◆ Stored data:
================================

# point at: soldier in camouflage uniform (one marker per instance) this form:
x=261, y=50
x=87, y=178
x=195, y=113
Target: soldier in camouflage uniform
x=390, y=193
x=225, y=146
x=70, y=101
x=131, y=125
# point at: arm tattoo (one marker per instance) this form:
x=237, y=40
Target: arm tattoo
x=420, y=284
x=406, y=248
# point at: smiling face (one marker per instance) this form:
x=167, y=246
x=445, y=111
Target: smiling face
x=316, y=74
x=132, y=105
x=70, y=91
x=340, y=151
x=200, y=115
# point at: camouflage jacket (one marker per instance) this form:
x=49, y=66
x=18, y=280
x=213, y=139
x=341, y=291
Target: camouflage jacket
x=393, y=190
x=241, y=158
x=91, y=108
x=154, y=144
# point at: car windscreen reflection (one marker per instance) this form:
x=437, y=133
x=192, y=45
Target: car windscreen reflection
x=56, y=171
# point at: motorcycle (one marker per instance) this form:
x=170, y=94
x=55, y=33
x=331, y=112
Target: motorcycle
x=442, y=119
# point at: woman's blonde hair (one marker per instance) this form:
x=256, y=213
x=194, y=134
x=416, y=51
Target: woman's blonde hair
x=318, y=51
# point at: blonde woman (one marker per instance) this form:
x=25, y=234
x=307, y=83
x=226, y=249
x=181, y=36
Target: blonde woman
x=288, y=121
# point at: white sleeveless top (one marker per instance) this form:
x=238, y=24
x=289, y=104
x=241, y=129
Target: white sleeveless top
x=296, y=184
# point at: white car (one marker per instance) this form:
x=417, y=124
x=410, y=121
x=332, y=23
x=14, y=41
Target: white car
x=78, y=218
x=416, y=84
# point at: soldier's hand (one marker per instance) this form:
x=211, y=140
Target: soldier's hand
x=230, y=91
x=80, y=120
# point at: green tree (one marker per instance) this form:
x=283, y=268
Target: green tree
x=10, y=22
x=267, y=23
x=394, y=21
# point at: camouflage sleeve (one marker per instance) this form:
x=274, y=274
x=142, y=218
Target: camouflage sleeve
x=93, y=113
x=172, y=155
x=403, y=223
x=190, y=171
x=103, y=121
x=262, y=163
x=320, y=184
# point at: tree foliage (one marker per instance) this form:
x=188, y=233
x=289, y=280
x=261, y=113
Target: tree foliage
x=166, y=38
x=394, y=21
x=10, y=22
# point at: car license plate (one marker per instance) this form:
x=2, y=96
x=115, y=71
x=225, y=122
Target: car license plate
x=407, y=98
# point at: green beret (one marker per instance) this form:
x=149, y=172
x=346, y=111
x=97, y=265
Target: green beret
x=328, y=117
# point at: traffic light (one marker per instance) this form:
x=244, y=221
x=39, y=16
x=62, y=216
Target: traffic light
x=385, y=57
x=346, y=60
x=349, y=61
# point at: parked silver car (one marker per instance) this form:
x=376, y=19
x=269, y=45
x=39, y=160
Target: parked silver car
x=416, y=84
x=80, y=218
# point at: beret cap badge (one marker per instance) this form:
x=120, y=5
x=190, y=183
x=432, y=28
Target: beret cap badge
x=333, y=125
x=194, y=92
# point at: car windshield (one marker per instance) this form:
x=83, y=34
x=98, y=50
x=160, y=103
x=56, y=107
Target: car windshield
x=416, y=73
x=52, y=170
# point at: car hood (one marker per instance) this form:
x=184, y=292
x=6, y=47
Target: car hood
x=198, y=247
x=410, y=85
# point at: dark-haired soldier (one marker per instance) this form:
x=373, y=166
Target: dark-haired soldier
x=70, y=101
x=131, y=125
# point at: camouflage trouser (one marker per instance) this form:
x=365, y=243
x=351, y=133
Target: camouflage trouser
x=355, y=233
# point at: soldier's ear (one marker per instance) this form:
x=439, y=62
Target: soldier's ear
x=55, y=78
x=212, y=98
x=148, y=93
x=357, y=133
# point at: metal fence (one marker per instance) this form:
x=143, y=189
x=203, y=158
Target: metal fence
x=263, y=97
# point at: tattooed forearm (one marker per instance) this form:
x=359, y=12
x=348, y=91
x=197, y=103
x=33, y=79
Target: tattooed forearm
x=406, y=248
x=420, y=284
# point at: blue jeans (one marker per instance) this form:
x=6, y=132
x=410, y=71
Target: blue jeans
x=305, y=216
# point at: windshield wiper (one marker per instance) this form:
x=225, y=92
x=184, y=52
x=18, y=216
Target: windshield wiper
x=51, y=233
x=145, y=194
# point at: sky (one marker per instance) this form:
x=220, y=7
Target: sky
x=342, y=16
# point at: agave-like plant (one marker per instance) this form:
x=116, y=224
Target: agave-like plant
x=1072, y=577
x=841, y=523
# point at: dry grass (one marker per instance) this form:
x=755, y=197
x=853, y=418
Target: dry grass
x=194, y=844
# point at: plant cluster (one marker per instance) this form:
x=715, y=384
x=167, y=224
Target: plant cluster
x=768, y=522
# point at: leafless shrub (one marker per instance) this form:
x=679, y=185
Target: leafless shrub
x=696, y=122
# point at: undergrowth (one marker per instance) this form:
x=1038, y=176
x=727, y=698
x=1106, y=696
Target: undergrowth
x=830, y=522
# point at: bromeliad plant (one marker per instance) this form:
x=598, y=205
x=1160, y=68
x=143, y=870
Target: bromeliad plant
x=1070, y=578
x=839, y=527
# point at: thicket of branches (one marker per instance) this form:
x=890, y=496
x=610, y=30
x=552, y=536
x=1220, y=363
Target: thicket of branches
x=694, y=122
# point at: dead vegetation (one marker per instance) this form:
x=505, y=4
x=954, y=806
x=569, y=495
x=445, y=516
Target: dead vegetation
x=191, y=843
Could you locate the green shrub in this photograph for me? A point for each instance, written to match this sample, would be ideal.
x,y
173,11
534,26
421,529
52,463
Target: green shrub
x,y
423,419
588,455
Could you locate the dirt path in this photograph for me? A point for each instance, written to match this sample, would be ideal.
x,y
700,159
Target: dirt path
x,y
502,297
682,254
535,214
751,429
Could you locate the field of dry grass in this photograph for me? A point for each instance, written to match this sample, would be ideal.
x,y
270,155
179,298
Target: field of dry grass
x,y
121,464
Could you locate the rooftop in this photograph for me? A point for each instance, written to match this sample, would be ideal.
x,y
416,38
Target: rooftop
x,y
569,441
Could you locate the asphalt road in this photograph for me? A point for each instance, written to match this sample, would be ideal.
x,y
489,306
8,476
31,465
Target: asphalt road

================================

Duplicate the lines of the listing between the line holding "# point at: tree" and the line holding "x=328, y=117", inclusive.

# point at: tree foliage (one marker per instance) this form:
x=188, y=233
x=289, y=280
x=261, y=113
Target: tree foliage
x=166, y=38
x=394, y=21
x=10, y=22
# point at: car license plate (one marker per instance) this form:
x=2, y=96
x=115, y=71
x=225, y=122
Target: car license plate
x=407, y=98
# point at: green beret (one marker per instance) this form:
x=149, y=172
x=346, y=111
x=97, y=265
Target: green beret
x=328, y=117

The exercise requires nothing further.